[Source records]
— BEGIN —

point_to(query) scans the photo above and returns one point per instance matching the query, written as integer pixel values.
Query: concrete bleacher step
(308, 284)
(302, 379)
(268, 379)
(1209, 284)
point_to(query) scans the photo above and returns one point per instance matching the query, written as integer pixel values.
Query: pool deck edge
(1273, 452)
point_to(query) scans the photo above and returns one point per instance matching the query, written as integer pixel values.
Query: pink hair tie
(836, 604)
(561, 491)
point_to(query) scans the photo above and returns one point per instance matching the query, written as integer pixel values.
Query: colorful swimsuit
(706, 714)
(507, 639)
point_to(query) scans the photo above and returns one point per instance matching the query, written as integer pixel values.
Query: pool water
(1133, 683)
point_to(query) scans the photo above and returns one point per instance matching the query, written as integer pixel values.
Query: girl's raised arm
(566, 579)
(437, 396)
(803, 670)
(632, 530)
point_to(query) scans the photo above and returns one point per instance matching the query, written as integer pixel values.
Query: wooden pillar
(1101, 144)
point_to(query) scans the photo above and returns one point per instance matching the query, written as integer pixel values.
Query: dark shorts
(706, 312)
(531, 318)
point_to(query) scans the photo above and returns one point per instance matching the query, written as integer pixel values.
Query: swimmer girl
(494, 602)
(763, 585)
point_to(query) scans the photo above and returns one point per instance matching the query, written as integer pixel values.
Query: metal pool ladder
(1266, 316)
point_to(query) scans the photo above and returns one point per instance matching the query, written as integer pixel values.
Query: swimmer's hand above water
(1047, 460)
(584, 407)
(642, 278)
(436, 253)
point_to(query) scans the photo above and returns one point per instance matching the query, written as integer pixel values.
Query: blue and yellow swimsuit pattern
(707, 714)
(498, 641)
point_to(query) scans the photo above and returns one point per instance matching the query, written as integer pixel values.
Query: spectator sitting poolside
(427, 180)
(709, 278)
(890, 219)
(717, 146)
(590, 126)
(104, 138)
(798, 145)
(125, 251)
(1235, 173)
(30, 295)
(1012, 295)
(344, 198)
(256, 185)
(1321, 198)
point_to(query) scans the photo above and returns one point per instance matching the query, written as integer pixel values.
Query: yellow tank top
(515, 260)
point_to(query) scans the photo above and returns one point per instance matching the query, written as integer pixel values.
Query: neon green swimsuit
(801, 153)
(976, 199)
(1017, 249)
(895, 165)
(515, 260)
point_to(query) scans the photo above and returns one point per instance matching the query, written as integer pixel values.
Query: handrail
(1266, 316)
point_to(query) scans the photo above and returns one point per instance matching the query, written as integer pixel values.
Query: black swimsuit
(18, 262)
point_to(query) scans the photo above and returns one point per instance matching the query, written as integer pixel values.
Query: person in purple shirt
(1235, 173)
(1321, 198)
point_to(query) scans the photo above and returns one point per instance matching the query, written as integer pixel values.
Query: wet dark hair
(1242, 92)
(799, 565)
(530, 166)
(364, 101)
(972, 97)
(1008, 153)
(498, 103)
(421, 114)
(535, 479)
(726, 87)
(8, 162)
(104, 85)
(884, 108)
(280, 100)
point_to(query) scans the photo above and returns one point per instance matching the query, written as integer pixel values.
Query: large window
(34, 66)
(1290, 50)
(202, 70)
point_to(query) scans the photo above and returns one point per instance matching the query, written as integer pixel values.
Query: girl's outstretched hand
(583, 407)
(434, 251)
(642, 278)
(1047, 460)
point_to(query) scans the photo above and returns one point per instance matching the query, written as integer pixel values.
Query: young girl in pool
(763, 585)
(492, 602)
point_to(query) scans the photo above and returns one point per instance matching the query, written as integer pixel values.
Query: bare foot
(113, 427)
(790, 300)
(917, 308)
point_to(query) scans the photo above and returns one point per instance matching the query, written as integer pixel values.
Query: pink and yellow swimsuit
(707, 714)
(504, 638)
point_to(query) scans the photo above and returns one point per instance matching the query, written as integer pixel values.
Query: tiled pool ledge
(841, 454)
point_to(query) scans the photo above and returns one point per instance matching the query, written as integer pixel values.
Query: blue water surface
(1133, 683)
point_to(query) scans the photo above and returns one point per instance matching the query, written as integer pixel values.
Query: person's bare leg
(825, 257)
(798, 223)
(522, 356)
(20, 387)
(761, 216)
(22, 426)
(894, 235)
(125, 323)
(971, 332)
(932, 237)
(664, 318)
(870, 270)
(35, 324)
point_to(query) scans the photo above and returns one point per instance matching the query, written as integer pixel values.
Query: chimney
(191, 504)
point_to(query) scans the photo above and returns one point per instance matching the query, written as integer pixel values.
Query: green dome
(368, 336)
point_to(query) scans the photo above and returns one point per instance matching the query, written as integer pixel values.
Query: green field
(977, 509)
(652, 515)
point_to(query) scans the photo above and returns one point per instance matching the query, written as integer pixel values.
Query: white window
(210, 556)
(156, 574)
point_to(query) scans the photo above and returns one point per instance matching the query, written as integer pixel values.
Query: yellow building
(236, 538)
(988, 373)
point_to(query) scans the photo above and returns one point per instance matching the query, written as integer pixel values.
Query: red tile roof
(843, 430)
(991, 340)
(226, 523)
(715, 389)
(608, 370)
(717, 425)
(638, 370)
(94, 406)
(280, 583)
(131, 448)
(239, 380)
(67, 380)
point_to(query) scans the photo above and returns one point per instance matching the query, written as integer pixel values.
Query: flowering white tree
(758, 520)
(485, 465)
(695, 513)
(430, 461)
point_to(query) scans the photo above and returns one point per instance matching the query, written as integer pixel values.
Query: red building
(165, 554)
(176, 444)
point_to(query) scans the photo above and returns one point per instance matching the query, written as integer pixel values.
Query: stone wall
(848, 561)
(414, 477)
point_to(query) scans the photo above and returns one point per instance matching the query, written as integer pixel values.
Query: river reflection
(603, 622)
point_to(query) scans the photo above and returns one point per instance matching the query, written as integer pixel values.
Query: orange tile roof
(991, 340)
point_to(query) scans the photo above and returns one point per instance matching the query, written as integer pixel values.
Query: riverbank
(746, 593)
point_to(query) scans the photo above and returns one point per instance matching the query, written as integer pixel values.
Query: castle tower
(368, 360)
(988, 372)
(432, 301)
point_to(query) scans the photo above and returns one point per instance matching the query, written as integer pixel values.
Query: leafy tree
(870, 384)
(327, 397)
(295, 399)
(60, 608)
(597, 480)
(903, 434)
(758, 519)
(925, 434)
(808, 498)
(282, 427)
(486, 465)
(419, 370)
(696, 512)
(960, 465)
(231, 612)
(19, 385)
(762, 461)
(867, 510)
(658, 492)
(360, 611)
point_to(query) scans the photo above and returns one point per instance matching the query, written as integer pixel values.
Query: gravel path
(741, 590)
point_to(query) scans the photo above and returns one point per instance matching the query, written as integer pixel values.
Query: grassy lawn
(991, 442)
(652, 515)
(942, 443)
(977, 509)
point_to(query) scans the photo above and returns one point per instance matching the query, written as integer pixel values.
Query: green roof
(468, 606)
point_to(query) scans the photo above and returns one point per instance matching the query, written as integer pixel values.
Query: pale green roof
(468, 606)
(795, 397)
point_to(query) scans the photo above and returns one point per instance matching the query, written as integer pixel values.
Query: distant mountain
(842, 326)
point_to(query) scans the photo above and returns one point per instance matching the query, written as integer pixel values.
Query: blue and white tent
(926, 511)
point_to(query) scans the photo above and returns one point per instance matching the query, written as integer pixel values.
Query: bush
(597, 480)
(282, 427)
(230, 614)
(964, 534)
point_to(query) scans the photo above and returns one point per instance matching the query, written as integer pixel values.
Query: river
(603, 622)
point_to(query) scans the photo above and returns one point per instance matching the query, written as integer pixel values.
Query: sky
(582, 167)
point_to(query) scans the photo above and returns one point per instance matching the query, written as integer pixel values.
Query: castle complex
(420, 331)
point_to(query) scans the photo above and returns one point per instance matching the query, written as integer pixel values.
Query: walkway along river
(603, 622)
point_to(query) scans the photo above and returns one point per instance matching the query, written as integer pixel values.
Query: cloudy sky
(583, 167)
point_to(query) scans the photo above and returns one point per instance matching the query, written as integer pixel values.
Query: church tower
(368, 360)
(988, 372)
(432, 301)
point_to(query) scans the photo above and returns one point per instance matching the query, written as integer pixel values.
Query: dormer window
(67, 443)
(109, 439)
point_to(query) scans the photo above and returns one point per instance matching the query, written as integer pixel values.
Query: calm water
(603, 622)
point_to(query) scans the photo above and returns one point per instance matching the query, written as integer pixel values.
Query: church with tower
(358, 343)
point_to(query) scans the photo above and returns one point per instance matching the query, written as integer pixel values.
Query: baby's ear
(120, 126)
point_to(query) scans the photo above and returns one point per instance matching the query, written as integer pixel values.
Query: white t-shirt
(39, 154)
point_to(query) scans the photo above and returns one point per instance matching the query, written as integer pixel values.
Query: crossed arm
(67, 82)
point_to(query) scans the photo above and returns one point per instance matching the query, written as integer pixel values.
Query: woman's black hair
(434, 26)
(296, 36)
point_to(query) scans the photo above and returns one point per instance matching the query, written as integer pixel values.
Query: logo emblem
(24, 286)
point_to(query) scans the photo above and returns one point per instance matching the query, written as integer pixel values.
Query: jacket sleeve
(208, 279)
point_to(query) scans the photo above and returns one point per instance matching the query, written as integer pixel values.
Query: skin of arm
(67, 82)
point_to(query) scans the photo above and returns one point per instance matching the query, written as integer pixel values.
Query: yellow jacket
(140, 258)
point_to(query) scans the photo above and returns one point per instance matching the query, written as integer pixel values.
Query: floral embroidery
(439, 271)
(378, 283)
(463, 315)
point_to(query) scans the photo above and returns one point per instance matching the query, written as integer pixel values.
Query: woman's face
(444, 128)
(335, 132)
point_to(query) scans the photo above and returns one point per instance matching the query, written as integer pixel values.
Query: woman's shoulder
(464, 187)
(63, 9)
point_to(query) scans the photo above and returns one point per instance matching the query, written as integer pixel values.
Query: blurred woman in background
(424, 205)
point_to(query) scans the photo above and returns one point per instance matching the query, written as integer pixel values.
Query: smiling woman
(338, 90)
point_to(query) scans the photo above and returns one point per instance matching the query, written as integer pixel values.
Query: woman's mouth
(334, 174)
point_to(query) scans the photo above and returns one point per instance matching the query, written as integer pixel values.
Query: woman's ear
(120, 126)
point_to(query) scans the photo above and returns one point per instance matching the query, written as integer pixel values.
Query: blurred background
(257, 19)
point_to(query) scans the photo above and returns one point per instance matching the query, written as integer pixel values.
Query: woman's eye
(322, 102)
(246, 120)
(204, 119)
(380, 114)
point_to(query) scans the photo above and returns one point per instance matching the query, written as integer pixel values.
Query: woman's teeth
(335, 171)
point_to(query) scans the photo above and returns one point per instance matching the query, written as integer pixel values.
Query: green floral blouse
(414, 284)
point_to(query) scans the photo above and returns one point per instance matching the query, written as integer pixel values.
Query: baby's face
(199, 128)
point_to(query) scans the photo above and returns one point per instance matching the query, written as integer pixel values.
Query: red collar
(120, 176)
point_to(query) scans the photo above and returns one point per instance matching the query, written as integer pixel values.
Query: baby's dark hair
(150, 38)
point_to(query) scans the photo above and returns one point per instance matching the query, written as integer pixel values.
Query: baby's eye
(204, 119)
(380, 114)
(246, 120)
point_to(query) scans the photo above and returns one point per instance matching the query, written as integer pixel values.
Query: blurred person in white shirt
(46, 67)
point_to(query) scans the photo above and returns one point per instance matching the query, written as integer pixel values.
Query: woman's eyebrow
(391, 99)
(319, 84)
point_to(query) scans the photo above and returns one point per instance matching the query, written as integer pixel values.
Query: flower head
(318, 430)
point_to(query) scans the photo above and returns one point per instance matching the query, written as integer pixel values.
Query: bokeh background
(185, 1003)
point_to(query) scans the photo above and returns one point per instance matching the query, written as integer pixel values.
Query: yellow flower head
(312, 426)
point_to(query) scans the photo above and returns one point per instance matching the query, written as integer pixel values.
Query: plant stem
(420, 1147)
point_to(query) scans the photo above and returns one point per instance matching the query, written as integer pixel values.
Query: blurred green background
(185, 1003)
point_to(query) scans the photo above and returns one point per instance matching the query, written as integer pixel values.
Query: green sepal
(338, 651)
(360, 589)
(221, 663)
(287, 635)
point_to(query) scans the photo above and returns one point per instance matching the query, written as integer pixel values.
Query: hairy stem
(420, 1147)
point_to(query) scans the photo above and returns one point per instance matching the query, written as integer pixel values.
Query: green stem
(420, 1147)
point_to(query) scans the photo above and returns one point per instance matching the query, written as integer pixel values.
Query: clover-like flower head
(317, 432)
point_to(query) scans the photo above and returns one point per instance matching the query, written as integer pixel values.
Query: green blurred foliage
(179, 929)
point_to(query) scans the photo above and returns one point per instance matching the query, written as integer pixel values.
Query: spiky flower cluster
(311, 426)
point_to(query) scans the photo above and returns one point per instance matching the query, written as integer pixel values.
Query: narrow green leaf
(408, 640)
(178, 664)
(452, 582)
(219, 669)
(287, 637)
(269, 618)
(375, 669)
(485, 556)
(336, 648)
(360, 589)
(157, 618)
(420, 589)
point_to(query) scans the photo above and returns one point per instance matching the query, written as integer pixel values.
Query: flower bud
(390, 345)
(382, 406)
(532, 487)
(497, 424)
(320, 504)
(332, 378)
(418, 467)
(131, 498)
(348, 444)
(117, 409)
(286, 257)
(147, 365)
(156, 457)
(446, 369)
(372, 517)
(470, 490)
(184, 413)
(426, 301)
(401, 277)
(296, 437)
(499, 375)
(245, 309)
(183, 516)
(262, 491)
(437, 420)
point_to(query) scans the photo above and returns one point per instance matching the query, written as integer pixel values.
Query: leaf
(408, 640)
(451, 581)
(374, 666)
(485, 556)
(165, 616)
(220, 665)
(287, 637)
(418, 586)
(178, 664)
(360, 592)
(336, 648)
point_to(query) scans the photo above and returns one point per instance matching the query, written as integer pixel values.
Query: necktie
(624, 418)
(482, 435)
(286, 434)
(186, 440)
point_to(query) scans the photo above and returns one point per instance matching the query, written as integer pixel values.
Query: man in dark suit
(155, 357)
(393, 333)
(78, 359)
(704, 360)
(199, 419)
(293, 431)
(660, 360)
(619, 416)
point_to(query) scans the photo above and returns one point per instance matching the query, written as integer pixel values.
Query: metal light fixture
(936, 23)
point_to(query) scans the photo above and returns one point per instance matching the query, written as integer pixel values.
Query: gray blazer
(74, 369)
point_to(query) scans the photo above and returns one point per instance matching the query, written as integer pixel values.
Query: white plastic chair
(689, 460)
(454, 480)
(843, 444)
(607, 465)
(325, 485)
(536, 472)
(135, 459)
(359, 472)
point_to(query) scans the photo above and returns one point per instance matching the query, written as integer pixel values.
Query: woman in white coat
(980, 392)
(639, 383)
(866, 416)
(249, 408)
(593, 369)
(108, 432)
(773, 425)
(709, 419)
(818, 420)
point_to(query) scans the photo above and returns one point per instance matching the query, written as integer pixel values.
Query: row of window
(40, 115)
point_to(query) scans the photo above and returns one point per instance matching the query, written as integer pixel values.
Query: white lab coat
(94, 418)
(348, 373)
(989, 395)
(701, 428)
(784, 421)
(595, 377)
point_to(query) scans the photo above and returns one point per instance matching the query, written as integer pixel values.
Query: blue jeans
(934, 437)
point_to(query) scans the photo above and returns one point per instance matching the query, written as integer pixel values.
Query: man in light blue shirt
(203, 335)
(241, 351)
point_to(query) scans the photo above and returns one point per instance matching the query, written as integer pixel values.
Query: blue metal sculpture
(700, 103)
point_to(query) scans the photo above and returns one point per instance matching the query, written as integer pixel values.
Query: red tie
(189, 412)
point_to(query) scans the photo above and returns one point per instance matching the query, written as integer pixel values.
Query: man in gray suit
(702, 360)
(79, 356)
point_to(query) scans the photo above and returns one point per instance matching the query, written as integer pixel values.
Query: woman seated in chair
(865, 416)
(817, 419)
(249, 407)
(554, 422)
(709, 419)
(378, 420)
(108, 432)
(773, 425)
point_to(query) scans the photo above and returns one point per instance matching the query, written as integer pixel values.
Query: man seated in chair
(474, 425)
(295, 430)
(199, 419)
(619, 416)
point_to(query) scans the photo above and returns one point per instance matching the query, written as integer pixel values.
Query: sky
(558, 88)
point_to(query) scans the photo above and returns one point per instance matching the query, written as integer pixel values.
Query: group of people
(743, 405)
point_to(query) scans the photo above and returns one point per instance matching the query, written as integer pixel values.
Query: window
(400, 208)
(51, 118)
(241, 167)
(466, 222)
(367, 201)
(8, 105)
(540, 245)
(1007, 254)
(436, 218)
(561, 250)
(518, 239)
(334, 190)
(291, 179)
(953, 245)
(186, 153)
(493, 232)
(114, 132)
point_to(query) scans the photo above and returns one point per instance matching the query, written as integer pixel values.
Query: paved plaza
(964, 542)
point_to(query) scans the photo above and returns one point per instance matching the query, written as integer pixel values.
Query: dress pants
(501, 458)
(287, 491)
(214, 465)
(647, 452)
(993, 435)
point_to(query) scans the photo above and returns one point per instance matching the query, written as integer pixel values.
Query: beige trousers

— END —

◆ **To be done**:
Pull out every line of the rows above that contains the word "window", treating uppercase and lowercase as different.

◆ **Complete answer**:
Query: large window
Query: white window
Query: dormer window
Query: row of window
Query: window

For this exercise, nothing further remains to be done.